## 任务目标 1
请用两句话概括节选文本的内容。
## 任务目标 2
请根据节选文本回答以下问题，每题一行，答案按相同序号标注：
(a) ROW_NUMBER() 函数是在 Hive 哪个版本之后引入的？
(b) 文中推荐的文章借助什么来实现 0.11 之前版本的 topN？
(c) 构造场景中的成绩表包含哪三列？
## 任务目标 3
请将节选文本中介于“TopN 功能一直是一个热门的话题,下面我们看在Hive 中实现分组”与“Hive 的udf 去做实现的,我们这里做一个参数。”之间的部分逐字照录，首尾两处也要包含在内。

## 节选文本
□ □ □ □ □
Hive_ Hive 中 TopN 的实现 -》 利用row_number() 函数实现分组TopN

 

参考文章: 

1. Hive row_number() 等用法

https://www.cnblogs.com/Allen-rg/p/9268627.html

 

2.Hive中分组取前N个值

https://www.cnblogs.com/1130136248wlxk/articles/5352145.html

 

 

 

TopN 功能一直是一个热门的话题,下面我们看在Hive 中实现分组 TopN .

 Hive 在0.11 之后引入了 一个函数 ROW_NUMBER() 可以非常方便的解决此类问题

 

0.11 前相近功能的实现

  在Hive 0.11 之前的版本是没有 topN 函数的。那么我们在0.11 之前的版本该如何实现 topN 呢? 这里有一篇不错的文章是通过 

Hive 的udf 去做实现的,我们这里做一个参数。

https://www.cnblogs.com/1130136248wlxk/articles/5352145.html

 

 

函数使用

 

下面是函数的原型“

     ROW_NUMBER() OVER (partition BY COLUMN_A ORDER BY COLUMN_B ASC/DESC) 

 

首先我们构造一个场景,假设提供一个成绩表,有 学生姓名,所选科目 ,分数 3列需要统计每个科目的前三名。
□ □ □ □ □
## 所给记录

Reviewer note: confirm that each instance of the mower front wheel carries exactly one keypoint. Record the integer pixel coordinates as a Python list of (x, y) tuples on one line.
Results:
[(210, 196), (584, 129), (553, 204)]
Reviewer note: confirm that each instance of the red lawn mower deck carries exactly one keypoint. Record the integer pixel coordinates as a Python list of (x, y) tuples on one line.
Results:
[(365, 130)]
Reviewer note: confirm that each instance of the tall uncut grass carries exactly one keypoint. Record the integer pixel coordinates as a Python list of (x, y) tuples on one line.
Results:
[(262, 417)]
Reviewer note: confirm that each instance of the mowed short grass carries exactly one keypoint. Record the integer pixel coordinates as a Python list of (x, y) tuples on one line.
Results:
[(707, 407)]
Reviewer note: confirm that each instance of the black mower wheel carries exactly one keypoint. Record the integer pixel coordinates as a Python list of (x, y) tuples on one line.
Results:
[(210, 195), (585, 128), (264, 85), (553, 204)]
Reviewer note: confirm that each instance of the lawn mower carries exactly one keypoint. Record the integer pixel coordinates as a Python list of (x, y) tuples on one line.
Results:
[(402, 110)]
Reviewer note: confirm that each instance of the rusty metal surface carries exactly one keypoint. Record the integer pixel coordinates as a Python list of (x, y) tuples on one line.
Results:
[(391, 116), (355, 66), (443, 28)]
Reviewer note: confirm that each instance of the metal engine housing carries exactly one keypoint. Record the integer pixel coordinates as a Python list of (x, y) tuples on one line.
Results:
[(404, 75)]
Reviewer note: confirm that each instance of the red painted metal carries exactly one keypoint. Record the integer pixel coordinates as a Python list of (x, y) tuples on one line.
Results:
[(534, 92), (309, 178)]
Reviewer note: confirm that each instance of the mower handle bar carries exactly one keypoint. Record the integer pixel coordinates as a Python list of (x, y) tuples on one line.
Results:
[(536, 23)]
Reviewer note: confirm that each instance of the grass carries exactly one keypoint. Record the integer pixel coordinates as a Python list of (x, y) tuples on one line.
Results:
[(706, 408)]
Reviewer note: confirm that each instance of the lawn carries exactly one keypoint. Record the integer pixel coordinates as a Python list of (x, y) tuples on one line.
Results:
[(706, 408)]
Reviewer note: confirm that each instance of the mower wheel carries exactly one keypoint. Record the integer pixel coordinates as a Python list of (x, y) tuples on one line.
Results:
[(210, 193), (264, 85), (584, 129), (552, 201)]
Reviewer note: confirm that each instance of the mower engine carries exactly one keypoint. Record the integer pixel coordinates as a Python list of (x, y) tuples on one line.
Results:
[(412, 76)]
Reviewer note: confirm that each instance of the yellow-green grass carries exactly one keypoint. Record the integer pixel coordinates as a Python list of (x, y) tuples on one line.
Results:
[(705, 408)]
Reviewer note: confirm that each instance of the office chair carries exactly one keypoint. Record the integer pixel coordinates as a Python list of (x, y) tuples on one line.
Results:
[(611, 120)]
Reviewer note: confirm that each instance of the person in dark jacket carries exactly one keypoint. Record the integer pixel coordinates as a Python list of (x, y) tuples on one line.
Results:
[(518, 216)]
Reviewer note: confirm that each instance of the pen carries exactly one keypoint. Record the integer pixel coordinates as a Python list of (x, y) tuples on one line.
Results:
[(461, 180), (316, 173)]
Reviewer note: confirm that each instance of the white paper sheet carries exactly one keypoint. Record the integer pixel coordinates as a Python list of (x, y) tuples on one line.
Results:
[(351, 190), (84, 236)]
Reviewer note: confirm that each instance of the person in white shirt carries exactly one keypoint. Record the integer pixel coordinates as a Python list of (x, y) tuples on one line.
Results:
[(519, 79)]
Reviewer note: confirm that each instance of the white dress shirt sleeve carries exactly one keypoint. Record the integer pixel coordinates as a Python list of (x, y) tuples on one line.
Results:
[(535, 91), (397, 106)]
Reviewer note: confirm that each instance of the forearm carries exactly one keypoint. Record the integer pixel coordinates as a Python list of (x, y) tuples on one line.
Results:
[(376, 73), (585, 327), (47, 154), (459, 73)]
□ □ □ □ □
## 最终答案 1
Hive 在 0.11 之后引入了 ROW_NUMBER() 函数，可以方便地实现分组 TopN。0.11 之前的版本没有 topN 函数，文中引用了一篇借助 Hive 的 UDF 实现的文章，并给出了函数原型 ROW_NUMBER() OVER (partition BY COLUMN_A ORDER BY COLUMN_B ASC/DESC)，还构造了一个含学生姓名、所选科目、分数三列的成绩表，要统计每个科目的前三名。

## 最终答案 2
(a) 0.11
(b) Hive 的 UDF
(c) 学生姓名、所选科目、分数

## 最终答案 3
TopN 功能一直是一个热门的话题,下面我们看在Hive 中实现分组 TopN .

 Hive 在0.11 之后引入了 一个函数 ROW_NUMBER() 可以非常方便的解决此类问题

 

0.11 前相近功能的实现

  在Hive 0.11 之前的版本是没有 topN 函数的。那么我们在0.11 之前的版本该如何实现 topN 呢? 这里有一篇不错的文章是通过 

Hive 的udf 去做实现的,我们这里做一个参数。